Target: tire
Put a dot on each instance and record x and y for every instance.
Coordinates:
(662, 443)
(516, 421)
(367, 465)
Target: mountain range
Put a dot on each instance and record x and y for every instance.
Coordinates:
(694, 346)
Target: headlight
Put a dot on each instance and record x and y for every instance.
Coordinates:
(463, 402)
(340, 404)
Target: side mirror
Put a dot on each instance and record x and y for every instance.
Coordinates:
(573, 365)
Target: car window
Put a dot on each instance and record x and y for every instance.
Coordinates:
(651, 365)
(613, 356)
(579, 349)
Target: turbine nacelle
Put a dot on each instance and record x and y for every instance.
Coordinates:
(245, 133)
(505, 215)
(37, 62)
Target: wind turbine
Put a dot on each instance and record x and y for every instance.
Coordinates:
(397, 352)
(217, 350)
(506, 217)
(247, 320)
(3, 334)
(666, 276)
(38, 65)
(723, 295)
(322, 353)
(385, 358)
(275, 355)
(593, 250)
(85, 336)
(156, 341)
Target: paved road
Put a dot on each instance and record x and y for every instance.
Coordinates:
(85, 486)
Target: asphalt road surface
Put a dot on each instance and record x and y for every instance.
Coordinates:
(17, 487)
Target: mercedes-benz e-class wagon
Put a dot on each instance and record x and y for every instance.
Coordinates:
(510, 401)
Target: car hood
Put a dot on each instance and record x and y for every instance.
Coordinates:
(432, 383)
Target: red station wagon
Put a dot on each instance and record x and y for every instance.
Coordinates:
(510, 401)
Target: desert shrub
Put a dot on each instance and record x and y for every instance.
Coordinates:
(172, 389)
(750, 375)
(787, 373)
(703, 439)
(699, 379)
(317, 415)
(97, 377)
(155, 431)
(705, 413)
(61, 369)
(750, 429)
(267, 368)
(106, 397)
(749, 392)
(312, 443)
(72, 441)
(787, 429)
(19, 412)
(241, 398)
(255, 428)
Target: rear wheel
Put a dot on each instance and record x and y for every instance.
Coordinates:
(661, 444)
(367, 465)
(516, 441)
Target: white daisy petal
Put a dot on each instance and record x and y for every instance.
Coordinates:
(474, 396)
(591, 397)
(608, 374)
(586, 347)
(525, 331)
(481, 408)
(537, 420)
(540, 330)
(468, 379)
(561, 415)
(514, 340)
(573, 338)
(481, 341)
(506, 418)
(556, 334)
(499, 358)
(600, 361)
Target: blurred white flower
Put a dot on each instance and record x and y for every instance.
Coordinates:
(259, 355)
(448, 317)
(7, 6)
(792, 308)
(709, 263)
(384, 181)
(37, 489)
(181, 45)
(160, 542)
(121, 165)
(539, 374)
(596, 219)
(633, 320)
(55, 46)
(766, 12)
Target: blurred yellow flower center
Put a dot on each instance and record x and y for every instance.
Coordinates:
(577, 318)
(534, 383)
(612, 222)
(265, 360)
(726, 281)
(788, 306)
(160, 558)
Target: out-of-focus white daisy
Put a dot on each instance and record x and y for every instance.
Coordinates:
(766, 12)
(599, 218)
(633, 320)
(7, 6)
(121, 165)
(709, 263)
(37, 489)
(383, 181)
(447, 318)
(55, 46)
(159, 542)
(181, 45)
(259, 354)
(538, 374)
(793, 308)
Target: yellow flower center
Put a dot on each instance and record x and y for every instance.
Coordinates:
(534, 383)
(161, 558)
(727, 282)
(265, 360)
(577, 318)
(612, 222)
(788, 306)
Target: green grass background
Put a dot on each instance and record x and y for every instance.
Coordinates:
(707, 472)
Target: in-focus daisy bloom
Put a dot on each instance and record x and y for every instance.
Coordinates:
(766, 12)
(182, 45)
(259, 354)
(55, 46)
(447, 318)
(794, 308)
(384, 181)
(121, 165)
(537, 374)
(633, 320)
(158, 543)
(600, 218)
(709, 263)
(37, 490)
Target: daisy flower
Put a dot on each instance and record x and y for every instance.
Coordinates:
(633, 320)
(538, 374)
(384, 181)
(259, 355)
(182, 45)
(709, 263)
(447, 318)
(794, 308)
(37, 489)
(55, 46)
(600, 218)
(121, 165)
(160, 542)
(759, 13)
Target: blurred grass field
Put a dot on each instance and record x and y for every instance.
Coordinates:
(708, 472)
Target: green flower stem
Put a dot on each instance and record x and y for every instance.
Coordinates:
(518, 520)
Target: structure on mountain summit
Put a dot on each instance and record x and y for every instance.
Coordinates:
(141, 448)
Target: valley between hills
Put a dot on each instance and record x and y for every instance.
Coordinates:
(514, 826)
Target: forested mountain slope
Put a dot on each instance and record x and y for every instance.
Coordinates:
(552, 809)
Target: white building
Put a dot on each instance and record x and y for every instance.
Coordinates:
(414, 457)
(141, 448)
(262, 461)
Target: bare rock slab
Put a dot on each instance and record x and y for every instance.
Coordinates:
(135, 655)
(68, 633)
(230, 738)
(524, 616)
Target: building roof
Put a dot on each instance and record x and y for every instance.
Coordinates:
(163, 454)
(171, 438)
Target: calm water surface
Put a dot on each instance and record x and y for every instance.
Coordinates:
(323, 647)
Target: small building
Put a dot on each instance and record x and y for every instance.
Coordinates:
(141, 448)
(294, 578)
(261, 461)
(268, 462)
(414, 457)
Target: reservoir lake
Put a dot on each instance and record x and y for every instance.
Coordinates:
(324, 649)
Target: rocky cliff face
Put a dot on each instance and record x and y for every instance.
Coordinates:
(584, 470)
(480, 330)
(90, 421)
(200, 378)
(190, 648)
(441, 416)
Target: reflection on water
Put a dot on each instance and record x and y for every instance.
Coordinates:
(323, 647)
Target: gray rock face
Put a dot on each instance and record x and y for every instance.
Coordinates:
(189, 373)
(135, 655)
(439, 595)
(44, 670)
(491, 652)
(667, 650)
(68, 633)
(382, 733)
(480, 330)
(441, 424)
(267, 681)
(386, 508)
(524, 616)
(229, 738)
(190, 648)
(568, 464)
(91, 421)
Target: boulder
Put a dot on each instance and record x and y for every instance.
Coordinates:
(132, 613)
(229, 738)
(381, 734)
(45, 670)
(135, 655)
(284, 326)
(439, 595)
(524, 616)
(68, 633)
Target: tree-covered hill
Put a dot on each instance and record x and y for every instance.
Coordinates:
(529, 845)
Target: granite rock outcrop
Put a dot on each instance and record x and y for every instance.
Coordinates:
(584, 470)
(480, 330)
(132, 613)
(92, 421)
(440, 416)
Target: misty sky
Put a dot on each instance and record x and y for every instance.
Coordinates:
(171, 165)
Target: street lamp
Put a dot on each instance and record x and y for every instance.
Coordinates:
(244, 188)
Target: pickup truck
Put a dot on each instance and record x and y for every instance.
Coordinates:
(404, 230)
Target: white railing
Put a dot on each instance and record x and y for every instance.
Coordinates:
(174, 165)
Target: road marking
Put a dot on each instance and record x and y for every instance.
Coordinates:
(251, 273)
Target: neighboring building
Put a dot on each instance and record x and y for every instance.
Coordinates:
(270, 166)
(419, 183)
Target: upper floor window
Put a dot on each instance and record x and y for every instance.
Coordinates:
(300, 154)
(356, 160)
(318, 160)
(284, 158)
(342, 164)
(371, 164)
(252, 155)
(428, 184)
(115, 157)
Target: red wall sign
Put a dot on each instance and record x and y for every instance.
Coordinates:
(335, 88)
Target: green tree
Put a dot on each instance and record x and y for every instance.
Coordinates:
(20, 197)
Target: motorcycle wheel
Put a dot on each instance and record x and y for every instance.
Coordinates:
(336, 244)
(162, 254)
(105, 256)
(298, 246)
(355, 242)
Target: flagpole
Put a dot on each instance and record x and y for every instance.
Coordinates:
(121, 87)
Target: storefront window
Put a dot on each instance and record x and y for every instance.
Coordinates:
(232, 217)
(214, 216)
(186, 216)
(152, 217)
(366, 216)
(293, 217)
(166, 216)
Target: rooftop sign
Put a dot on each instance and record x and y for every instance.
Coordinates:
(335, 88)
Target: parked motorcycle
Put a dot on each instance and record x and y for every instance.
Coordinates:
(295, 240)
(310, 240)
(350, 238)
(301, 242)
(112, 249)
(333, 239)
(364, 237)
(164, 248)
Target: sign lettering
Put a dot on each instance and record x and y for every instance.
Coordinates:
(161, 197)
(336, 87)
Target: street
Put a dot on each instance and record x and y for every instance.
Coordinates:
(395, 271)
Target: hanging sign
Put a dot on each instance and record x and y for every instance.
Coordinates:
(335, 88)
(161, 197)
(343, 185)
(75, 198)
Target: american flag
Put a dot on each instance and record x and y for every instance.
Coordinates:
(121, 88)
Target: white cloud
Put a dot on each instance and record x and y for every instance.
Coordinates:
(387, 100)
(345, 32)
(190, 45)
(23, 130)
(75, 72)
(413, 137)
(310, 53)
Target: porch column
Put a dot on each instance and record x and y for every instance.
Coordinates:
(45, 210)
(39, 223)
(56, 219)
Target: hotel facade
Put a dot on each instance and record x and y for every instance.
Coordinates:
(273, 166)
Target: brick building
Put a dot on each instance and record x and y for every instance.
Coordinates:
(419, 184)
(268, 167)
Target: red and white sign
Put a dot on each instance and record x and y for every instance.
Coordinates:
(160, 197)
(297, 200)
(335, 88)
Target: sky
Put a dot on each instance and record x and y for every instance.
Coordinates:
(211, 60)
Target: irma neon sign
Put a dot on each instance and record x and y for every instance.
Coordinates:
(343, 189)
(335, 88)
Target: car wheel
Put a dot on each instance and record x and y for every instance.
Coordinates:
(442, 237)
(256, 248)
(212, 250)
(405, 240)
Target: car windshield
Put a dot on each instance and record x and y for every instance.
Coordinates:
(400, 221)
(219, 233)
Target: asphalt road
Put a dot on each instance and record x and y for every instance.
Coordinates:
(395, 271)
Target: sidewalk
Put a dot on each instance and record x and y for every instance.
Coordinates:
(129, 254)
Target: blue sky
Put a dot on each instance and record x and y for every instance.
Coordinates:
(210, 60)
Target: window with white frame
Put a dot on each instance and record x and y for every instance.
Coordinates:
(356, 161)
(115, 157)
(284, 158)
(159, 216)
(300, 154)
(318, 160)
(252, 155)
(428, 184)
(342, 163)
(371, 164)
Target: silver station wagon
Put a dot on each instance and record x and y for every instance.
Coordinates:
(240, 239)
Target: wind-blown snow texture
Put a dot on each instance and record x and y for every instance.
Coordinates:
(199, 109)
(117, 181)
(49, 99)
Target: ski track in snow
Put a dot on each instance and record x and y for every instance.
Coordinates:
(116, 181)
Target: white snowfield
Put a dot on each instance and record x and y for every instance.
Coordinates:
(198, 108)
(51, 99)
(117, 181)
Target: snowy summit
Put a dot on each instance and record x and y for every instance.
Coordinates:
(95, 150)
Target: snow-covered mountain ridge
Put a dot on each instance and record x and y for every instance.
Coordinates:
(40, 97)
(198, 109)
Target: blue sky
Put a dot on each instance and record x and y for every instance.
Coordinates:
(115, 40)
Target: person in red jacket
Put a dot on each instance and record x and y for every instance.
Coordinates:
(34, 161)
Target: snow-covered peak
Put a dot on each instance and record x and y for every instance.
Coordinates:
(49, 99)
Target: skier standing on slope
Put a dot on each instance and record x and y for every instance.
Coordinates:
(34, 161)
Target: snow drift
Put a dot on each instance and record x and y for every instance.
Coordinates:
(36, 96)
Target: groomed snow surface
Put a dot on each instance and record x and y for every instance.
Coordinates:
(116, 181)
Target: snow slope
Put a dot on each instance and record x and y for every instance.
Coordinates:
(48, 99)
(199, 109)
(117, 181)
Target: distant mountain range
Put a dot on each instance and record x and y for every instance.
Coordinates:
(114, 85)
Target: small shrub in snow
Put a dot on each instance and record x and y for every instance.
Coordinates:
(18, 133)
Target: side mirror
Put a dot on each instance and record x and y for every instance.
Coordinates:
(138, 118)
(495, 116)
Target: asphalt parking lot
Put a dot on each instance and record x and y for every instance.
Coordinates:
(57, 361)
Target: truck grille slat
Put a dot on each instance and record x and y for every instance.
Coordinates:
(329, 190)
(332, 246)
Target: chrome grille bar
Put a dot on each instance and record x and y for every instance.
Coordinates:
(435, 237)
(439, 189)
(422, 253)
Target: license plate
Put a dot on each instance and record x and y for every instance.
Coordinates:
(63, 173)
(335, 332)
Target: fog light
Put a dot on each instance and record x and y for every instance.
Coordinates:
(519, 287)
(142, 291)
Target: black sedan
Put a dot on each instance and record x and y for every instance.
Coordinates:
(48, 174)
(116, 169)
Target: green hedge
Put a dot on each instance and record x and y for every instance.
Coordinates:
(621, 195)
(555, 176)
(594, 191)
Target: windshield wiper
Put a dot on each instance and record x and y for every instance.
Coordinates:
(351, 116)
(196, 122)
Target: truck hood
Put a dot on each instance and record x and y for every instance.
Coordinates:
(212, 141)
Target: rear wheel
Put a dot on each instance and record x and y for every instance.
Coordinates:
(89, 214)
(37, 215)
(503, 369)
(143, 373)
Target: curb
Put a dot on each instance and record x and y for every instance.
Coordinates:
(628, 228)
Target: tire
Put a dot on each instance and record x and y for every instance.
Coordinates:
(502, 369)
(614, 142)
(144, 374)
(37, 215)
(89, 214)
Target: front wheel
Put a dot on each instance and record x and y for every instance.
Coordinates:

********************

Given instruction ▸ Exactly as written, give again every line from the one containing "Target: green hedge" through the last line of the material above, and no other lines.

Task response ▸
Target: green hedge
Put a dot on each instance and record x and y for every instance.
Coordinates:
(621, 195)
(555, 176)
(594, 191)
Target: windshield wiper
Put a dot on each instance and record x and y for every instance.
Coordinates:
(351, 116)
(196, 122)
Target: truck hood
Put a dot on each instance and record x and y for every instance.
Coordinates:
(212, 141)
Target: rear wheel
Put a dot on each instance and record x and y for every instance.
Coordinates:
(89, 214)
(37, 215)
(503, 369)
(143, 373)
Target: curb
Put a dot on each instance and record x and y for every instance.
Coordinates:
(628, 228)
Target: tire
Put a dot on each instance and record x and y for every instance.
Coordinates:
(502, 369)
(614, 142)
(144, 374)
(37, 215)
(89, 214)
Target: front wheel
Put a dot on each instance and record x and y for every instance.
Coordinates:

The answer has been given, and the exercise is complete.